Data shown ▸
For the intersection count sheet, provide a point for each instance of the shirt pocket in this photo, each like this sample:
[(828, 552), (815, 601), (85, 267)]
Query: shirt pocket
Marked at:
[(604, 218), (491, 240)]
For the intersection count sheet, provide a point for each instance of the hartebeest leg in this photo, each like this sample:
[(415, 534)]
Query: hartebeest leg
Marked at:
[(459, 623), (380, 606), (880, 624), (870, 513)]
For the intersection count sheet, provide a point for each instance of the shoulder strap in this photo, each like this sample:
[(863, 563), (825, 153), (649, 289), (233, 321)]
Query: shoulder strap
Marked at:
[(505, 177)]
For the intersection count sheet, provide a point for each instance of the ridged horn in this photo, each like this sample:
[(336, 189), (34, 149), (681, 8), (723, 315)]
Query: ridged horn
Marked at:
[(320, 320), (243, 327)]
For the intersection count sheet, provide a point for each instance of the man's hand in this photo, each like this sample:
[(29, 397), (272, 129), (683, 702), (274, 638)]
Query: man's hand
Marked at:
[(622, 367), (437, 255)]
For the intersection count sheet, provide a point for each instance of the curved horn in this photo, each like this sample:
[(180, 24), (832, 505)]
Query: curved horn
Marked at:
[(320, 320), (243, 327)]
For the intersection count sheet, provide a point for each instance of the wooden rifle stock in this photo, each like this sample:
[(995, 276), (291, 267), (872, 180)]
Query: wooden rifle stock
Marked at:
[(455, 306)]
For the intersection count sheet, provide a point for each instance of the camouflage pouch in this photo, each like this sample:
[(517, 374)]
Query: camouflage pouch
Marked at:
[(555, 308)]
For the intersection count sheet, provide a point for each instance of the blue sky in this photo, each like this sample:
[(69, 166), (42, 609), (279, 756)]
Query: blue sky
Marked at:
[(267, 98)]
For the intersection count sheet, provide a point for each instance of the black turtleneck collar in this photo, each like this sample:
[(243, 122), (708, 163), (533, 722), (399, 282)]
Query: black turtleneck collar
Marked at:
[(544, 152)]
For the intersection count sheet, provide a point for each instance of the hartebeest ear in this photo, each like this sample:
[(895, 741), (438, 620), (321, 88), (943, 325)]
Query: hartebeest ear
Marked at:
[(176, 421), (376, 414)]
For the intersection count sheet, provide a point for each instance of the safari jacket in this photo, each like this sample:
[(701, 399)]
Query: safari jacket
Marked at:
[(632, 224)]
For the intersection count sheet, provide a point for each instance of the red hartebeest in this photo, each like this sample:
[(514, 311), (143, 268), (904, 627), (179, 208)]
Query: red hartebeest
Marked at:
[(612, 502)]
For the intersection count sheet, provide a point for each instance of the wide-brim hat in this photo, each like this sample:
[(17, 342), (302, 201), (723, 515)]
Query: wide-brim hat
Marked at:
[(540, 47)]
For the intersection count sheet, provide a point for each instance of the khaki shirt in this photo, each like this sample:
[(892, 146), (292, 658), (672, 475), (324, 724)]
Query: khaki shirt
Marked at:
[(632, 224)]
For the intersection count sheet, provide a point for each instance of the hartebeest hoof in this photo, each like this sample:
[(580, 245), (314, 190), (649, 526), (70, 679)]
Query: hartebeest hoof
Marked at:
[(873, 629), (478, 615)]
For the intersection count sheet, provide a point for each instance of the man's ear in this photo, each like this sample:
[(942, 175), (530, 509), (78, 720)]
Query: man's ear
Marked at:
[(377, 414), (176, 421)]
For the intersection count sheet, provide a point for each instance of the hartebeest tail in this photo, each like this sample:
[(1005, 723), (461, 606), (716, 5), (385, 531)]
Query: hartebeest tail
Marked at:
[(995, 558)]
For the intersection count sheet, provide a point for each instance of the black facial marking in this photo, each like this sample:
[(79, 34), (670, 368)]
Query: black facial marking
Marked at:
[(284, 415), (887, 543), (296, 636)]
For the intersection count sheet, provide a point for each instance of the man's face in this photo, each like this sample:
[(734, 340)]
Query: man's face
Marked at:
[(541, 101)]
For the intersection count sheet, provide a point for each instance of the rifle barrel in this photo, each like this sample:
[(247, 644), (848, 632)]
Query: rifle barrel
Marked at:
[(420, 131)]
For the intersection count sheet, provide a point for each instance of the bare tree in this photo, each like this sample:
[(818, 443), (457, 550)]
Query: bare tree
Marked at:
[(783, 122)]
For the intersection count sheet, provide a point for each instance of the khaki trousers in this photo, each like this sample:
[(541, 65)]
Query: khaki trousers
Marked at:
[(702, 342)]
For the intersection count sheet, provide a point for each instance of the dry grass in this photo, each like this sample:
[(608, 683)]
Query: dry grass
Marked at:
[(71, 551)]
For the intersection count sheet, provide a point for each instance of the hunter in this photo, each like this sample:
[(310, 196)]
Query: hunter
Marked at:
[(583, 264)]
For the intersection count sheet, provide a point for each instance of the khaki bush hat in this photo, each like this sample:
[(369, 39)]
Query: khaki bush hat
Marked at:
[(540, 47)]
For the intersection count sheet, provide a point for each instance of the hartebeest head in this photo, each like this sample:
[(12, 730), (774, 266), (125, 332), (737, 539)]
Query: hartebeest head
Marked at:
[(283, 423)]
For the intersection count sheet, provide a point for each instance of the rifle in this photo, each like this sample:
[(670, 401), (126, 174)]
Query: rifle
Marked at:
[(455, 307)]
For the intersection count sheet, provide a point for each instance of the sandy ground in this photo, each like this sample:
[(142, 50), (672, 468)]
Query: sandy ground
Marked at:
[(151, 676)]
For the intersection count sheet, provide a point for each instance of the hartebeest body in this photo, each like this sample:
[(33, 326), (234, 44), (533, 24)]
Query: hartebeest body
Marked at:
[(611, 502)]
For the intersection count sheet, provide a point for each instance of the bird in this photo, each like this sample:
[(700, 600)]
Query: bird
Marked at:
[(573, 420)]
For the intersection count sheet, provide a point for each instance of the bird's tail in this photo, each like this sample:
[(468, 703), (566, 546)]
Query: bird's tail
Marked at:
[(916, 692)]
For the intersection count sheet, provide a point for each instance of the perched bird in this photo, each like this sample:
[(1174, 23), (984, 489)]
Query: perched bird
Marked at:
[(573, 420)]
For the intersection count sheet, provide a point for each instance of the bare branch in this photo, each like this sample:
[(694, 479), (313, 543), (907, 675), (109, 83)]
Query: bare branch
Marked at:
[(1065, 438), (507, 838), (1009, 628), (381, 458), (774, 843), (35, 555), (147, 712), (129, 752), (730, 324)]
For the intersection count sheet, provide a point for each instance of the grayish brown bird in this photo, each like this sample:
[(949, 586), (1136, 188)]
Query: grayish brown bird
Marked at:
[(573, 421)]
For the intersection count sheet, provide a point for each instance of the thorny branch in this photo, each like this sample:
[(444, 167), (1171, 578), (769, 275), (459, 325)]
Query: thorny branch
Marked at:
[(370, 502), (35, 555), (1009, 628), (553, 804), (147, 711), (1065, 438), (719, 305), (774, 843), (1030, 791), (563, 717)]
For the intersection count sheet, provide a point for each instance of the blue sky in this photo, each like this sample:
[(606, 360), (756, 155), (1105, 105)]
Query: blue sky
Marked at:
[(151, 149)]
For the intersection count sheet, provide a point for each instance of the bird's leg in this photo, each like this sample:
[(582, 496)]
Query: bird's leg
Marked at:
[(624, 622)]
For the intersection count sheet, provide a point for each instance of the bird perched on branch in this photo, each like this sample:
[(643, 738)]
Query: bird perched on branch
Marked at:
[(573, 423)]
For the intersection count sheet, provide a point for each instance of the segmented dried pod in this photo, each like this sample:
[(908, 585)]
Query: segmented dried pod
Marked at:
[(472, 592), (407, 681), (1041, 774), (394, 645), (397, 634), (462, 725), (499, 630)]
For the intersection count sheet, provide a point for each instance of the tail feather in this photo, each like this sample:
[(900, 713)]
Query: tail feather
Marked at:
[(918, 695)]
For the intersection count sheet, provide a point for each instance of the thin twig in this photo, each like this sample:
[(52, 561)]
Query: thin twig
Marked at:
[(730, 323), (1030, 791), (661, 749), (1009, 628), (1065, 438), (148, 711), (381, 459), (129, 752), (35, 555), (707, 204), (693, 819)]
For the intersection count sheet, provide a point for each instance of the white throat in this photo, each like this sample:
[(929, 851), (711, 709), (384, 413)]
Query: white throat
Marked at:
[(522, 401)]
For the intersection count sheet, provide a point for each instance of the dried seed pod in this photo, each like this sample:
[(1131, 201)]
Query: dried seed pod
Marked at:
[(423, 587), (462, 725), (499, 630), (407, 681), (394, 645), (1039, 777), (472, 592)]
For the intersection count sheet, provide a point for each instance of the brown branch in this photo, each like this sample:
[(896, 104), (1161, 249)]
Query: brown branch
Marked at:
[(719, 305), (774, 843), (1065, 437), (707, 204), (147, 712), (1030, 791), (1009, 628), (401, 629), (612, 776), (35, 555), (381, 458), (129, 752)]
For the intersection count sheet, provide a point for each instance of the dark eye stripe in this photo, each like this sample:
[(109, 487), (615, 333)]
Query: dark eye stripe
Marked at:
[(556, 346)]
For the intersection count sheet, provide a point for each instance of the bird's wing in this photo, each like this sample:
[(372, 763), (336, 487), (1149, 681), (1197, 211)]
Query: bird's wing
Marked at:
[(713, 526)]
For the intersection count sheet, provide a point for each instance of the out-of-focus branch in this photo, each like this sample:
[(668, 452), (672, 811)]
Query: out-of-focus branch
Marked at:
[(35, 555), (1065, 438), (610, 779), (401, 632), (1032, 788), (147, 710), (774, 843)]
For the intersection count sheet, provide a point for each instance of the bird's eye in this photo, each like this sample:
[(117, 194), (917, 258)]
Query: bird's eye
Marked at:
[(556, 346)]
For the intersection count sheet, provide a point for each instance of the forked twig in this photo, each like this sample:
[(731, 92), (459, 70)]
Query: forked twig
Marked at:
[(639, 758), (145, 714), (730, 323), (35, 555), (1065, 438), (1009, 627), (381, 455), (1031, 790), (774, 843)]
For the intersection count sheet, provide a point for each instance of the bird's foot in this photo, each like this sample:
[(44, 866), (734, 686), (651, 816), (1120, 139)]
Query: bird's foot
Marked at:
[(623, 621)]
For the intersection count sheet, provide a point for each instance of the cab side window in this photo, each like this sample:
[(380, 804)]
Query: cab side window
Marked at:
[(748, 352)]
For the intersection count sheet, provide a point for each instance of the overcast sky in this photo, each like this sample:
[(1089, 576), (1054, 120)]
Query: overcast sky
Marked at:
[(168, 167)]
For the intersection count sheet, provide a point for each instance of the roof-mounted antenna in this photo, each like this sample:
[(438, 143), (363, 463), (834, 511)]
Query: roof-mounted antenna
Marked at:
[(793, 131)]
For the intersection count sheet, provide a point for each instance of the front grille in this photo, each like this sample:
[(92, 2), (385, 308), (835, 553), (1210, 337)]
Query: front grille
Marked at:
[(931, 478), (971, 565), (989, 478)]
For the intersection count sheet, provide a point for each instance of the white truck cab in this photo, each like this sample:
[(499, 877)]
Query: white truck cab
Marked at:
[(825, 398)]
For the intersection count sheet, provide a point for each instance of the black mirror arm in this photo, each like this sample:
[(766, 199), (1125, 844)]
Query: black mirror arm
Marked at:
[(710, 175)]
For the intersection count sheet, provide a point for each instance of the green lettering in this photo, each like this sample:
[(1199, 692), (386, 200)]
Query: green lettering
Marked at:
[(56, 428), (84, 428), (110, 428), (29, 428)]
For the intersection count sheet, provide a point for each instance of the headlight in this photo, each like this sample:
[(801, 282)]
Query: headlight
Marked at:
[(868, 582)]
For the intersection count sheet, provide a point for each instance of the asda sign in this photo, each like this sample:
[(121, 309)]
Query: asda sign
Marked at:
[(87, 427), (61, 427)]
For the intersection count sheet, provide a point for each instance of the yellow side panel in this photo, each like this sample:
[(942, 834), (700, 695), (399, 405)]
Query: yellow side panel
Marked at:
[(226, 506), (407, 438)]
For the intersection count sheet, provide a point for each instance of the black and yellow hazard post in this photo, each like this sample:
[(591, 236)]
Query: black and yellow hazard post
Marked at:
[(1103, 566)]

Exercise brief ▸ Copy out everything in the entries from the line containing "the bird perched" down to the line containing "[(573, 423)]", with both of those lines included.

Solution to the problem ▸
For the intersection count sheet, provide a point for each instance of the bird perched on branch in this photo, each like this sample:
[(643, 738)]
Query: bird perched on branch
Marked at:
[(573, 423)]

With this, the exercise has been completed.